あなたの課題: 下の項目のうち、「Can you find the white circular」を含む行から書き始め、「Can you find the white undershirt」を含む行で終えて、その行だけをもう一度書いてください。そのとき「circular logo」を「round badge」に入れ替え、ほかはすべてそのままにしてください。

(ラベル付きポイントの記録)

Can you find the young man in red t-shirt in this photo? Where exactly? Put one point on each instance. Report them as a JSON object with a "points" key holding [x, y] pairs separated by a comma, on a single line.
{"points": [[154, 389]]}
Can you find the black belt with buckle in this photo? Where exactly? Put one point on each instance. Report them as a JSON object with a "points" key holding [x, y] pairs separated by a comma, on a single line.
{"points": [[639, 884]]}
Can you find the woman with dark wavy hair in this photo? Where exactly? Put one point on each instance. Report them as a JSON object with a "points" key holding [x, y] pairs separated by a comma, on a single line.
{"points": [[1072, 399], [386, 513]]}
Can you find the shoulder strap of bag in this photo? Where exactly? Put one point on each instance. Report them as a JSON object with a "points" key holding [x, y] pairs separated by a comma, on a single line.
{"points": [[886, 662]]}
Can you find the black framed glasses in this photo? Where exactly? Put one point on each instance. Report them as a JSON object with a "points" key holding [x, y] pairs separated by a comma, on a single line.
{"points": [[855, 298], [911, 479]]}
--
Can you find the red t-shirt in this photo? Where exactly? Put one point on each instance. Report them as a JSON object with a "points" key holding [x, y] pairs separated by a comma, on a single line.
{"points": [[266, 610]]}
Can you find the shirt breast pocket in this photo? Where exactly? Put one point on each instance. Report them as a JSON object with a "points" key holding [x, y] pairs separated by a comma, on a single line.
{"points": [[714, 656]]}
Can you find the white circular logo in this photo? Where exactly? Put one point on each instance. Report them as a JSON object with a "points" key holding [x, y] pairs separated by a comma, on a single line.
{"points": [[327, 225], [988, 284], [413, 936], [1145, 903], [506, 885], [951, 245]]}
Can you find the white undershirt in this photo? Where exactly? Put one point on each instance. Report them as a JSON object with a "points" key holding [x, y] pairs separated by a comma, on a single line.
...
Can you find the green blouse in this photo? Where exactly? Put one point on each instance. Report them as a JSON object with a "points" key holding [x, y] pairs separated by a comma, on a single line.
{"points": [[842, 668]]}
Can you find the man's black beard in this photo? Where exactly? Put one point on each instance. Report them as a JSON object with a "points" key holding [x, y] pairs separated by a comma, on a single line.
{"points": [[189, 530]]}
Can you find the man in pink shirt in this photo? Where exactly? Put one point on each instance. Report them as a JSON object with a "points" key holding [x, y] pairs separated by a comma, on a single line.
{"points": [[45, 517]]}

書いた答え:
Can you find the white round badge in this photo? Where exactly? Put one point on each instance. Report them as a JSON object with a "points" key holding [x, y] pairs separated by a comma, on a single line.
{"points": [[327, 225], [988, 284], [413, 936], [1145, 903], [506, 885], [951, 245]]}
Can you find the white undershirt in this photo? Where exactly? Put one point on each instance. Report them as a JSON object with a "points" key holding [x, y] pairs separated by a comma, on a single line.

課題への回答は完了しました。